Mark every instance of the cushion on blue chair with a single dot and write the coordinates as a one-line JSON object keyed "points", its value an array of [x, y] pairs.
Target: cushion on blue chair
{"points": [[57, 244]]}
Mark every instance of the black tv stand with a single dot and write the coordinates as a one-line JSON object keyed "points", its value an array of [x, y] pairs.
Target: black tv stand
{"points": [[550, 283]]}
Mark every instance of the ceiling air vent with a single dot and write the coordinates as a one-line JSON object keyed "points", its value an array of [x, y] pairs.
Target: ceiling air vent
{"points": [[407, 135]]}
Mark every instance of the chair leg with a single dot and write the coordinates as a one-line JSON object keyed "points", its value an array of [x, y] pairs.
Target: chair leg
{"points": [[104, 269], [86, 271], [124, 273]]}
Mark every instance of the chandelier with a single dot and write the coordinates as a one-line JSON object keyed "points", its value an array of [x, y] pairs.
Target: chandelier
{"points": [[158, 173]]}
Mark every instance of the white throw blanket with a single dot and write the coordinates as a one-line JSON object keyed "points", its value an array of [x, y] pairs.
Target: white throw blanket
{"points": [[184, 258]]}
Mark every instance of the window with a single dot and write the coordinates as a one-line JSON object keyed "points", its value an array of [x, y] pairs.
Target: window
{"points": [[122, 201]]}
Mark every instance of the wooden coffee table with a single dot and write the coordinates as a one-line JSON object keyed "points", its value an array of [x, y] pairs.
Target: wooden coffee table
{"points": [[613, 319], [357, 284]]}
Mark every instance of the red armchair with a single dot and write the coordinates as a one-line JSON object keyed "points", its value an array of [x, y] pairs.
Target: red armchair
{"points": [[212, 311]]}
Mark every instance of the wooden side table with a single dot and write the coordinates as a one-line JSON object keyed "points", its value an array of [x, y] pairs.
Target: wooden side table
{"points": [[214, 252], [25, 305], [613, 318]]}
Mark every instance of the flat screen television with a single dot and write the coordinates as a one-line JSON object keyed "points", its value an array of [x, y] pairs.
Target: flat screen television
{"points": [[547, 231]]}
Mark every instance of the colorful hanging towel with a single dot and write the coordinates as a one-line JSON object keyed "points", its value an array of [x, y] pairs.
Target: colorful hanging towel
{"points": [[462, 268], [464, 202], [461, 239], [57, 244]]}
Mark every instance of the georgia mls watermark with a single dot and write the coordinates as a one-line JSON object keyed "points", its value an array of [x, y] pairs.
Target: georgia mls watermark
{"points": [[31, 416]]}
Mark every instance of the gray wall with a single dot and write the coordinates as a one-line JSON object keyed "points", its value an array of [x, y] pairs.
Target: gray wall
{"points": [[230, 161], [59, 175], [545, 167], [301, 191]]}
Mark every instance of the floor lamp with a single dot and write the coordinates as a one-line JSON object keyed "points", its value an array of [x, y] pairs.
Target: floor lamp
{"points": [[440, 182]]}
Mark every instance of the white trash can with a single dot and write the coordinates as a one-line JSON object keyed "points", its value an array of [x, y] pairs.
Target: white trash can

• [Exercise goal]
Put every line of the items above into a Markdown table with two columns, Row and Line, numbering each row and leaving out blank lines.

• [Correct response]
| Row | Line |
|---|---|
| 1 | Mark every instance of the cushion on blue chair with a single dot and write the coordinates as a one-line JSON object keyed "points", its value an array of [x, y] pairs. |
| 2 | Target: cushion on blue chair |
| 3 | {"points": [[57, 244]]} |
| 4 | Mark every instance of the black tv stand with a single dot and write the coordinates as a one-line JSON object keyed "points", its value an array of [x, y] pairs. |
| 5 | Target: black tv stand |
| 6 | {"points": [[550, 283]]} |
| 7 | Mark every instance of the ceiling air vent with a single dot and write the coordinates as a one-line JSON object keyed "points", its value an array of [x, y] pairs. |
| 8 | Target: ceiling air vent |
| 9 | {"points": [[407, 135]]} |
| 10 | Mark every instance of the chair leg with a single dot and write the coordinates as a one-line JSON object keyed "points", its value an array of [x, y] pairs. |
| 11 | Target: chair leg |
| 12 | {"points": [[104, 269], [86, 271], [124, 273]]} |
| 13 | Mark every instance of the chandelier with a single dot and write the coordinates as a one-line JSON object keyed "points", its value an array of [x, y] pairs. |
| 14 | Target: chandelier |
| 15 | {"points": [[158, 173]]} |
| 16 | Mark every instance of the white throw blanket with a single dot and write the coordinates as a one-line JSON object keyed "points", its value an array of [x, y] pairs. |
| 17 | Target: white throw blanket |
| 18 | {"points": [[184, 258]]} |
| 19 | Mark every instance of the window with a single dot and write the coordinates as a one-line JSON object keyed "points", its value an array of [x, y] pairs. |
| 20 | Target: window |
| 21 | {"points": [[122, 201]]} |
| 22 | Mark every instance of the wooden coffee table with a single dot and write the coordinates as a one-line JSON object keyed "points", its value an array of [x, y] pairs. |
| 23 | Target: wooden coffee table |
| 24 | {"points": [[613, 319], [357, 284]]} |
| 25 | Mark every instance of the red armchair with a single dot and write the coordinates as a one-line JSON object keyed "points", its value an array of [x, y] pairs. |
| 26 | Target: red armchair |
| 27 | {"points": [[212, 311]]} |
| 28 | Mark every instance of the wooden side table with a single dot and write the coordinates as a one-line JSON object keyed "points", its value an array of [x, y] pairs. |
| 29 | Target: wooden side table |
| 30 | {"points": [[214, 252], [25, 305], [613, 318]]} |
| 31 | Mark every instance of the flat screen television with a single dot and write the coordinates as a one-line JSON object keyed "points", its value an array of [x, y] pairs. |
| 32 | Target: flat screen television |
| 33 | {"points": [[547, 231]]} |
| 34 | Mark every instance of the colorful hanging towel with a single dot and write the coordinates as a one-line JSON object keyed "points", its value an array of [x, y] pairs. |
| 35 | Target: colorful hanging towel |
| 36 | {"points": [[462, 268], [464, 202], [461, 239], [57, 244]]} |
| 37 | Mark every instance of the georgia mls watermark with a single dot and write the coordinates as a one-line JSON object keyed "points", its value an array of [x, y] pairs. |
| 38 | Target: georgia mls watermark |
| 39 | {"points": [[31, 416]]} |
| 40 | Mark every instance of the gray wall with a single dot and write the coordinates as a one-line JSON object keyed "points", its value an array of [x, y] pairs. |
| 41 | Target: gray wall |
| 42 | {"points": [[230, 161], [59, 175], [545, 167], [301, 191]]} |
| 43 | Mark every instance of the floor lamp with a single dot and write the coordinates as a one-line JSON object keyed "points", its value an array of [x, y] pairs. |
| 44 | Target: floor lamp |
| 45 | {"points": [[440, 182]]} |
| 46 | Mark every instance of the white trash can with a single dot and write the coordinates as a one-line JSON object keyed "points", its value an array of [x, y] pairs. |
| 47 | Target: white trash can |